* **Source extract**
Damián Szifrón delivers with his dark ‘Wild Tales’

Wild Tales - B

Tales of revenge are as old as humanity itself. They fulfill a primitive need for reciprocity, appealing to our basest natures. God and bible be damned — maybe it's the recognition that one should never underestimate another's need to get even that forms the true backbone of our moral code.

At the very least, Argentinian writer-director Damián Szifrón seems to suggest that mankind operates on a perverse system of grudges, insults, betrayals, and jealousies, and that at their most extreme (and entertaining) the results are murder and mayhem.

Nominated for the best foreign language Oscar, Wild Tales doubles down on that premise over and over again as it depicts six bloody, outrageous, and sometimes very clever stories of vengeance. Much like the British horror anthologies (Tales From The Crypt, Dr. Terror's House Of Horrors, etc.) of the late '60s and early '70s, Szifrón's thematically linked tales suggest that the line between humanity and savagery is thinner than we would like to admit. In fact, the film's Spanish title, Relatos Salvajes, translates more closely as "Savage Tales," which is a more fitting moniker. Nevertheless, for those seeking to witness some violently cathartic comeuppance, his collection mostly delivers the goods.

Szifrón's biggest mistake, however, is kicking things off with his shortest and best vignette, the pre-credit "Pasternak." Set aboard a commercial airline flight, a leggy model (María Marull) begins chatting with a fellow passenger, a music critic (Darío Grandinetti), and discovers that they both know and dislike the same acquaintance — Gabriel Pasternak. Soon, other passengers join in on their conversation and things take an unexpectedly catastrophic turn for the worse. The episode is tight, florid, and unsettling, promising a movie of mordant wit and pitch-black humor. Unfortunately, nothing afterward is quite its equal.

Wild Tales' second vignette introduces us to a waitress (Julieta Zylberberg) who realizes her one customer of the night is the moneylender who drove her father to suicide. Goaded by the chef into poisoning the man's food, the situation takes some horrifically unexpected turns.

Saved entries
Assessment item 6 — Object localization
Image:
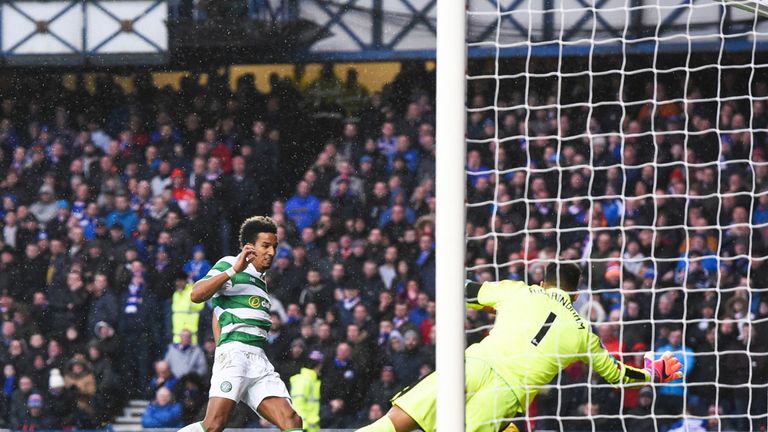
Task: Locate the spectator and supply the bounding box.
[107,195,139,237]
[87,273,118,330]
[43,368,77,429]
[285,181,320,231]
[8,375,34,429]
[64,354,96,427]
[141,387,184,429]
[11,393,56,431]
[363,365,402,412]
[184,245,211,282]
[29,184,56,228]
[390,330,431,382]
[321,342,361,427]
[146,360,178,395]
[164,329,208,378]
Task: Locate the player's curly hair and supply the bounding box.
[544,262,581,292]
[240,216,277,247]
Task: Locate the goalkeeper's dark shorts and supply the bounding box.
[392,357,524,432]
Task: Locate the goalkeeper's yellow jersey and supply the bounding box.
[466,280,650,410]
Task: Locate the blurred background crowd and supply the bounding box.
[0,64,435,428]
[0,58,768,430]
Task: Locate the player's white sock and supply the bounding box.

* **Assigned task 1**
According to the Wild Tales review, what does the film's Spanish title translate more closely as?
* **Assigned task 2**
Reproduce the passage of the Wild Tales review that starts with the words containing "Tales of revenge" and ends with "our moral code.".
* **Assigned task 3**
Continue the Wild Tales review after its final sentence.

* **Exercise result 1**
"Savage Tales."

* **Exercise result 2**
Tales of revenge are as old as humanity itself. They fulfill a primitive need for reciprocity, appealing to our basest natures. God and bible be damned — maybe it's the recognition that one should never underestimate another's need to get even that forms the true backbone of our moral code.

* **Exercise result 3**
The film's third entry — an audience-pleasing exercise in violent slapstick — examines just how far out of control an instance of road rage can get.

The fourth sees a father (Ricardo Darín) rage against the Kafkaesque bureaucracy that towed his car while he was buying his daughter's birthday cake. Convinced the citation was unjust, his fight unravels his life but puts his skills as a demolitions engineer to good use. Corruption also becomes a pivot point in the fifth episode, when a wealthy father tries to cover up his spoiled son's lethal hit and run of a pregnant driver.

The final and longest chapter in Wild Tales is "Till Death Do Us Part," wherein Romina (Erica Rivas) discovers during her frenzied, over-the-top wedding that her handsome groom (Diego Gentile) is having an affair with one of the guests. I won't give away much except to say that the couple's dance becomes one to remember, and for those who have sat through one too many insufferably self-indulgent nuptials, the outcome is strangely satisfying.

There's a fine line between clever and smug, and Szifrón rides that line hard, reveling in the brutality and explosive emotions on display. His candy-colored approach (which may remind some of Pedro Almodóvar, who produced) is prickly and anxiety inducing, milking genre conventions for all their worth. The first three mini-narratives work best, because they balloon relatable grudges into instances of extreme absurdity. The latter three, which grow progressively longer in length, find decent final twists but never get transgressive enough to impress. While they illustrate the arrogance of the elite in contemporary Argentine society, their indictments are both too tidy and obvious.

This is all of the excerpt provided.